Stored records
** begin **

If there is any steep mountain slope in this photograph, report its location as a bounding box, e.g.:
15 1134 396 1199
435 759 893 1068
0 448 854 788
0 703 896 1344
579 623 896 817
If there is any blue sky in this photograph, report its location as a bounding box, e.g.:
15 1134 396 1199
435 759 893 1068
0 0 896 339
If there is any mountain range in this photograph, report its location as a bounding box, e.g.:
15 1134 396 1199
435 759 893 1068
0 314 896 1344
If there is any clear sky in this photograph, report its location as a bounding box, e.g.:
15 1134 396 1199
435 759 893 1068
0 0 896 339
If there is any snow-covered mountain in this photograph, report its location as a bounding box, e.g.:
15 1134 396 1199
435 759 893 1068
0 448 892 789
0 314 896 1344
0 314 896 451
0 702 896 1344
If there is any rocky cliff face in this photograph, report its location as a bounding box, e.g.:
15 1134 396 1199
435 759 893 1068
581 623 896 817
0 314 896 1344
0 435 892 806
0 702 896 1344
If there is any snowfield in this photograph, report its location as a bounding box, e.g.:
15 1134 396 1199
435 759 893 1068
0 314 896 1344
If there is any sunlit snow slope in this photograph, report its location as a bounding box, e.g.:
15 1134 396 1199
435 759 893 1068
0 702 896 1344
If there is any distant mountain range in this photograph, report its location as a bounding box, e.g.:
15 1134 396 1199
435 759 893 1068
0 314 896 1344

** end **

Write out the entries again from the line containing "If there is any mountain" through the last line of the entries, both included. Switch "bounding box" to "rectangle" and change nothing else.

> _Right answer_:
If there is any mountain range in this photograph, report its location as a rectangle, e.g.:
15 1134 396 1199
435 759 893 1068
0 314 896 1344
If there is any clear sky in this photograph, report its location as a rectangle, e.g.:
15 1134 396 1199
435 759 893 1068
0 0 896 339
If there is any snow-covered mountain in this photograph, report its location as a rectangle, e.g.:
15 1134 396 1199
435 759 893 1068
0 448 892 789
0 314 896 1344
0 314 896 451
0 702 896 1344
If there is any rocky cliff face in this photograph, report its location as a rectangle, e.g.:
15 1134 396 1199
435 759 893 1068
581 623 896 817
0 314 896 1344
0 435 892 806
0 702 896 1344
If there is any snowfield in this photograph, report its location as a rectangle, e.g.:
15 1134 396 1199
435 759 893 1068
0 314 896 1344
If there is any sunlit snow slope in this photograph, report its location as a rectangle, e.g.:
15 1134 396 1199
435 759 893 1068
0 702 896 1344
If there is any distant mountain range in this photograph, report its location as a rectangle, e.g.:
15 1134 396 1199
435 759 893 1068
0 314 896 1344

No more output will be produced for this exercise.